(Records shown begins)

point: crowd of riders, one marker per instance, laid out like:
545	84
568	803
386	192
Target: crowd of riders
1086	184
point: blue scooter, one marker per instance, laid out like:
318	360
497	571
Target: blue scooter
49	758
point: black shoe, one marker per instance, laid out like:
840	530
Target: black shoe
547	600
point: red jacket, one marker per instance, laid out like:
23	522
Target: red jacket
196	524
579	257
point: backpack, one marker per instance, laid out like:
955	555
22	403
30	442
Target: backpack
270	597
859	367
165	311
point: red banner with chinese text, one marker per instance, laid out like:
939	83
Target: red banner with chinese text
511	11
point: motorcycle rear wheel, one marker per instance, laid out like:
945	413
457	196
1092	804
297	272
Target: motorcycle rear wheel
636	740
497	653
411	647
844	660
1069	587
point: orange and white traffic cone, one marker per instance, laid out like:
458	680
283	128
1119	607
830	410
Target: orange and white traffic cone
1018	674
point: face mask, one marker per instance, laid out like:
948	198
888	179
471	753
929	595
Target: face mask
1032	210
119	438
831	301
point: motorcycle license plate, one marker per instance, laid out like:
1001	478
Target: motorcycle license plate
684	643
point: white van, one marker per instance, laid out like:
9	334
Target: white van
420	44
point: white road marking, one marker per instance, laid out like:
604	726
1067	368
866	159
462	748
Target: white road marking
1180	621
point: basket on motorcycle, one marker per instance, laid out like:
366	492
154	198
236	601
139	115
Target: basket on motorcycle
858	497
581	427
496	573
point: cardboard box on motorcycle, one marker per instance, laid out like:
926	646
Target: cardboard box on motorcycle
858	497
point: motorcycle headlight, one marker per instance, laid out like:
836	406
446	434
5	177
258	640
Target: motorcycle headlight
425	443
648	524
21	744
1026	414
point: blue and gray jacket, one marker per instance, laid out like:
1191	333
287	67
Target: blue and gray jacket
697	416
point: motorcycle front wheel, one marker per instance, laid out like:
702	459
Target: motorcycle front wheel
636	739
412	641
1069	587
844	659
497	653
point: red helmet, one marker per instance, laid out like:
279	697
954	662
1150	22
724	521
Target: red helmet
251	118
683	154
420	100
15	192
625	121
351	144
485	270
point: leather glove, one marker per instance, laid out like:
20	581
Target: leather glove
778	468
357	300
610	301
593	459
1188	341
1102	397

(Records shown ends)

## Work instruction
Each line of the data is to be restated exactly.

## Response to this exercise
point: crowd of riders, one marker per instance, laid out like:
545	84
568	803
386	192
Target: crowd of riders
1086	184
point: blue scooter, one marker per instance, laid out like:
318	360
497	571
Target: blue scooter
49	758
point: black shoe, one marker per instance, laid out like:
840	530
Target: black shoe
547	600
point: red jacket, one marker per instance, laid out like:
23	522
Target: red jacket
196	524
579	257
point: backpack, one marker per instance, laid out like:
955	555
22	403
30	442
Target: backpack
270	597
859	367
165	311
point: red banner with chinese text, one marker per instance, laid out like:
939	83
Target: red banner with chinese text
511	11
point: motorcycle rear wheel, one marker per instance, laid out like:
945	413
457	196
1092	804
297	272
Target: motorcycle rear wheel
636	740
497	653
411	647
844	660
1069	587
point: orange and white traffic cone, one marker per instance, laid out like:
458	680
283	128
1119	607
830	410
Target: orange and white traffic cone
1018	674
point: face mask, one marker per instance, laid out like:
948	198
888	179
471	753
929	595
Target: face mask
1032	210
119	438
831	301
point: motorcycle license plate, one marker per instance, laid out like:
1001	478
Target: motorcycle license plate
684	643
point: white van, one marker per instance, laid out like:
9	334
Target: white van
420	44
point: white road marking, one marker per instance, laid out like:
604	726
1067	368
866	159
462	748
Target: white road marking
1180	621
point: basket on motorcycle, one marker per instance, laid out like:
366	492
154	198
236	601
139	115
Target: basket on motorcycle
858	497
581	427
496	573
point: cardboard box on motorcycle, one marker per instance, laid out like:
926	646
Target: cardboard box on motorcycle
858	497
point: motorcycle headlight, one marker per instance, laid out like:
836	406
446	434
5	177
258	640
Target: motorcycle headlight
425	443
648	524
21	744
1026	414
point: blue and gray jacket, one marker per instance, laid out like:
1191	333
287	67
Target: blue and gray jacket
697	416
point: motorcycle front wheel, one marker per instance, laid out like:
702	459
Target: motorcycle front wheel
636	739
412	641
1069	587
844	659
497	653
point: red helmet, one marker per instance, laid out like:
279	697
954	662
1150	22
724	521
Target: red helmet
251	118
683	154
420	100
15	192
625	121
351	144
485	270
point: leather glove, one marker per instance, laid out like:
20	581
Target: leather glove
778	468
357	300
610	301
593	459
1188	341
1102	397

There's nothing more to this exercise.